→ **Bereitgestellter Auszug**
Es ist bemerkenswert, dass in den vier Berichten dieser Speisung nur Johannes erwähnt, dass es Gerstenbrote sind. Das weist auf die Erstlingsgarbe hin, die aus Gerste war. Die Gerste ist die erste Frucht des Landes, die dem Herrn dargebracht wurde (3Mo 23:10; 2Mo 9:31; Rt 1:22; Rt 2:23). Die Erstlingsgabe ist ein Bild der Auferstehung, über die Christus in diesem Kapitel mehrmals spricht. Er, der in den Tod gegangen ist, ist auch der auferstandene Christus. So können wir dieses Kapitel in besonderer Weise als ein „Auferstehungskapitel“ betrachten.

Die Vermehrung der Brote

Der Herr gebraucht die Jünger, damit sie Ruhe und Ordnung in die Menge bringen. Das ist möglich, weil an dem Ort viel Gras ist. Er hat bewusst diesen Platz gewählt und so die Menge, die Ihm gefolgt ist, gleichsam auf grüne Auen geführt, die durch seine herrliche Gnade jetzt auch zu grünen Auen werden sollen. Sie setzen sich alle auf das weiche Gras. Johannes erwähnt die Anzahl der Männer. Männer bilden die Kraft der Nation, doch sie sind völlig abhängig von der Versorgung des Herrn Jesus.

Bevor der Herr in seiner göttlichen Allmacht die Brote und die Fische unter denen, die dort sitzen verteilt, dankt Er zunächst dafür. Er tut stets alles in Verbindung mit seinem Vater. Das Werk der Vermehrung ist ein Werk, dass Er den Vater hat tun sehen, und darum tut auch Er das (Joh 5:19). Es ist kennzeichnend für dieses Evangelium, dass der Herr Jesus selbst die Brote und die Fische verteilt, während wir aus den anderen Evangelien wissen, dass Er dazu seine Jünger gebrauchte. Er ist hier der Sohn Gottes, der seine Macht zum Wohl der Menschen gebraucht und Segen austeilt. Der Segen ist reichlich da; jeder bekommt so viel, wie er möchte. Sein Geben ist grenzenlos. Es liegt an uns, optimalen Gebrauch davon zu machen.

→ **Ziel der Aufgabe**
Schreiben Sie aus dem Auszug über die Brotvermehrung den Abschnitt wortgetreu ab, der mit „Bevor der Herr“ beginnt und sich bis einschließlich „davon zu machen.“ fortsetzt.

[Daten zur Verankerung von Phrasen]
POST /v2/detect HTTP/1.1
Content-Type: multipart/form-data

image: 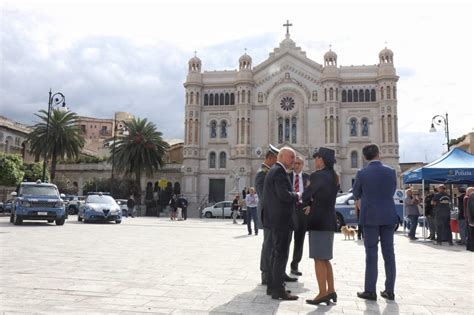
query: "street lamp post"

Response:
[430,113,450,152]
[42,89,67,183]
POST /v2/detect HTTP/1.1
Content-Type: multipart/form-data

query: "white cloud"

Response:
[0,0,474,161]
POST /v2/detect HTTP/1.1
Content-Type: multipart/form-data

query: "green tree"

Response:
[23,161,43,182]
[0,153,25,186]
[28,108,84,181]
[109,118,169,200]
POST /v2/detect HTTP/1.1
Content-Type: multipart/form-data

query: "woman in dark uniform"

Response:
[303,147,339,305]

→ **Erledigte Aufgabe**
Bevor der Herr in seiner göttlichen Allmacht die Brote und die Fische unter denen, die dort sitzen verteilt, dankt Er zunächst dafür. Er tut stets alles in Verbindung mit seinem Vater. Das Werk der Vermehrung ist ein Werk, dass Er den Vater hat tun sehen, und darum tut auch Er das (Joh 5:19). Es ist kennzeichnend für dieses Evangelium, dass der Herr Jesus selbst die Brote und die Fische verteilt, während wir aus den anderen Evangelien wissen, dass Er dazu seine Jünger gebrauchte. Er ist hier der Sohn Gottes, der seine Macht zum Wohl der Menschen gebraucht und Segen austeilt. Der Segen ist reichlich da; jeder bekommt so viel, wie er möchte. Sein Geben ist grenzenlos. Es liegt an uns, optimalen Gebrauch davon zu machen.